- PAGE
┌────────

# Trouble walking shih tzu puppy



## angellicam (Feb 5, 2010)

Hi everyone 

Have a beautiful little shih tzu puppy of 15 weeks. She is coming on very well apart from going on walks.


She is happy to have her harness on and trots out for few minutes up the road and then just sits! If other people are around, or another dog she will try and reach them and follow, but obviously sometimes its just her and me and its like she's thinking I'm bored, no-one else is around!

i have tried picking her up and walking a few yards and putting her down and she walks a bit - its just stop start whole time. Have tried taking her toy but she loses interest.

If anyone has any ideas I would be very grateful - I was so looking forward to taking her out for walks - few people have said "oh my dog never liked walking so gave up" I'm hoping that this wont be the case and things will improve.

Thank you for reading this

Angela


----------



## JANICE199 (Feb 1, 2008)

*Hi Angela,this is very common in pups but trust me you will get there.Best thing i've found is just go for very short walks each time and return home.I would advice not picking your pup up when she sits as he will most likely get use to the idea that if he doesn't want to walk he will get carried.Good luck and i'm sure you'll get there in no time.*


----------



## Natik (Mar 9, 2008)

i would try with a tasty treat trying to encourage her to walk forward and when she does then praise her and treat her. After a while she should get the idea that having a walkie is pleasant and fun....


----------



## xxwelshcrazyxx (Jul 3, 2009)

Start off with little short walks at first, once she starts to walk keep walking and give her a little treat whilst doing this. It will take a while for her to get used to the walks as she is only little at the moment, so short walk is perfect to start with, then as she is getting older go further each time. Suki took ages to get to like walking on her lead so I put a harness on her and she prefered that much better. :thumbup:


----------



## kaisa624 (Mar 5, 2010)

My friend has a 8 month old cavvie who is still doing this, no matter how many times I've said, take treats to keep her walking, or try walking with a friend's dog as she likes other dogs... I've even offered to bring Holly round for some fun times and walks, but nope...


----------



## Mama Sass (Sep 8, 2009)

We have soooooo been there with Basil who is now 17 weeks old. Like you, I was SO frustrated as I wanted walks to be pleasureable and they so weren't!

Believe me, we tried EVERYTHING. Treats worked well, and so did an extender lead so that when he stopped I could carry on for a bit in front of him. Most puppies hate to be left behind and he soon began to follow. But what worked one day didn't work the next and it was just trial and error.

By far and away the biggest breakthrough came when I asked a friend to bring her dog out with us. If you can, get a relatively calm dog to come out with you and your pup to show her the ropes - I think they sometimes just need to be shown what to do on a walk!! Basil copied everything my friend's dog did and the next day he was visibly more relaxed and more enthusiatic.

It has taken about six weeks, but Basil has slowly got used to going for walks and even trots out of the front door now - until recently we had to carry him to the end of the drive!! He enjoys certain walks more than others and even now he still stops occasionally but I just throw a treat on the floor in front of him and away we go again! 

Whatever you do, don't give up! It will take lots of time and patience but you will get there in the end.


----------

└────────

- EXERCISE GOAL
Translate into Spanish this sentence from the thread on walking a shih tzu puppy: "It will take lots of time and patience but you will get there in the end."

- RECORDS SHOWN
┌────────

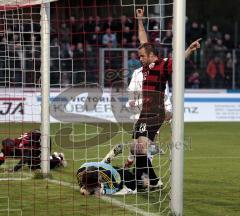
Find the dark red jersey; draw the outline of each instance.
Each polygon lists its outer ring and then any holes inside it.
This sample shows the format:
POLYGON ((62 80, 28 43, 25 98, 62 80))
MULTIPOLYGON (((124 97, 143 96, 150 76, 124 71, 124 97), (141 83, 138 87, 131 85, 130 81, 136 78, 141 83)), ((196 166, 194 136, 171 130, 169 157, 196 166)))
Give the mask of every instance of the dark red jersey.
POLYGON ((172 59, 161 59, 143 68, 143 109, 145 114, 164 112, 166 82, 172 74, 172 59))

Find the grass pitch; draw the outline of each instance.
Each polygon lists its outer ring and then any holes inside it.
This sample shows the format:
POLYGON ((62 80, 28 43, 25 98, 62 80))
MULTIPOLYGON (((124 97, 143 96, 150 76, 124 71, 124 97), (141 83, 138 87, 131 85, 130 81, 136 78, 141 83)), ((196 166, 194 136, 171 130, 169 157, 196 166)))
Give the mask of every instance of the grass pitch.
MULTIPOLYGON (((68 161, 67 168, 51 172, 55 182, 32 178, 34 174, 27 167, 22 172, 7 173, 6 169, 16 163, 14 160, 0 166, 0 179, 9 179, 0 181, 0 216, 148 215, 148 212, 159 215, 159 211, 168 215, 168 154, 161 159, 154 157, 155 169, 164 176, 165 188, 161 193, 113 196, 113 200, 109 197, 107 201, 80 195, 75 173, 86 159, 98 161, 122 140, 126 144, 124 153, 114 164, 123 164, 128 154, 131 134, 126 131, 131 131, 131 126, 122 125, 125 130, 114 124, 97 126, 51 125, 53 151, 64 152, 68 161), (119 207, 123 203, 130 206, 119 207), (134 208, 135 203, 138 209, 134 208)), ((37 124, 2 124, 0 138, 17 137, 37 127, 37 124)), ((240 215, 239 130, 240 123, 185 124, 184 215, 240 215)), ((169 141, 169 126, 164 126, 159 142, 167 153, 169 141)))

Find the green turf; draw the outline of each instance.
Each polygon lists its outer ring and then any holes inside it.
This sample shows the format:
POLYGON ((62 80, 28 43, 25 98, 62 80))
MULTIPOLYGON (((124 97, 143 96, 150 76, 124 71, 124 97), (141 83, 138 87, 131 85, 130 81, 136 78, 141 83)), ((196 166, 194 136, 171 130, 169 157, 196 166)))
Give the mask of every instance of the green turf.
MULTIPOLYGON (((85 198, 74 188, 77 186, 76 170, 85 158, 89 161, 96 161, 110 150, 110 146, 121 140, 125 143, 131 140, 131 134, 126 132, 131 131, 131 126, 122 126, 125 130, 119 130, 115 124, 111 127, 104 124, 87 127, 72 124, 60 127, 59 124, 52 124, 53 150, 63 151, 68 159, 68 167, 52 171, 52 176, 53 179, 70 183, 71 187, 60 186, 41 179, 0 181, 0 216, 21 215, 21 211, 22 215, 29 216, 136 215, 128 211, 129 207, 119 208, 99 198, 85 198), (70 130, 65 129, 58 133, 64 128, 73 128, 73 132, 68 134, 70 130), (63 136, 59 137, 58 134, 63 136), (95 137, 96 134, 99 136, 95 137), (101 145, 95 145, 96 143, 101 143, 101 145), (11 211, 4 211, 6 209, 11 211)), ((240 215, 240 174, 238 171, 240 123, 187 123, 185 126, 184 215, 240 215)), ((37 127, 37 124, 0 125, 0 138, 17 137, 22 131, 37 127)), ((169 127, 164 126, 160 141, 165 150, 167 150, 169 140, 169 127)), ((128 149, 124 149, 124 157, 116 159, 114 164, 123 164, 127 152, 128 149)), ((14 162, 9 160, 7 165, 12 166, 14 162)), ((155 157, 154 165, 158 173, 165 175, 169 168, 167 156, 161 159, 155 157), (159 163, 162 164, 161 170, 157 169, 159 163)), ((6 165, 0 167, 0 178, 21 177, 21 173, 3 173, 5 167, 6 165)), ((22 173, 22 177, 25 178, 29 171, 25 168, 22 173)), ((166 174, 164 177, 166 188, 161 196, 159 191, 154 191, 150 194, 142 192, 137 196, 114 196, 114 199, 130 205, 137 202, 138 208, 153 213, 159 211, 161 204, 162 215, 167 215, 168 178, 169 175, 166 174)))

└────────
┌────────

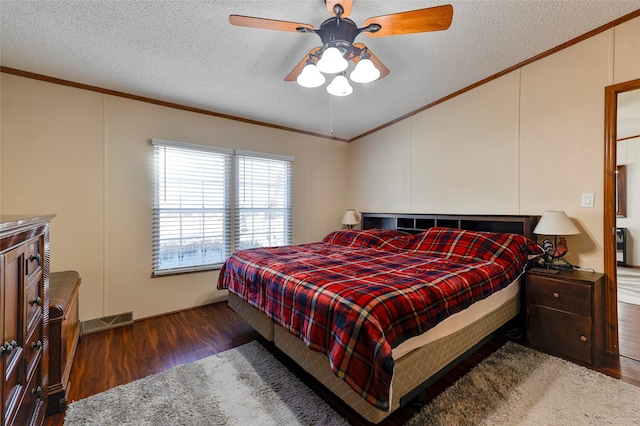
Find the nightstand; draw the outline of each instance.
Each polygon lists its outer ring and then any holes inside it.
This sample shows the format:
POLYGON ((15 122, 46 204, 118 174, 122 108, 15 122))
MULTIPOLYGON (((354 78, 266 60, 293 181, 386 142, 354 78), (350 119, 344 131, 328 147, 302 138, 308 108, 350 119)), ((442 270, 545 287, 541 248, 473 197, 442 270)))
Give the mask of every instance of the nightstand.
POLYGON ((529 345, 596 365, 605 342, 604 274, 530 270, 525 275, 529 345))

└────────

- FINAL ANSWER
Llevará mucho tiempo y paciencia, pero al final lo conseguirás.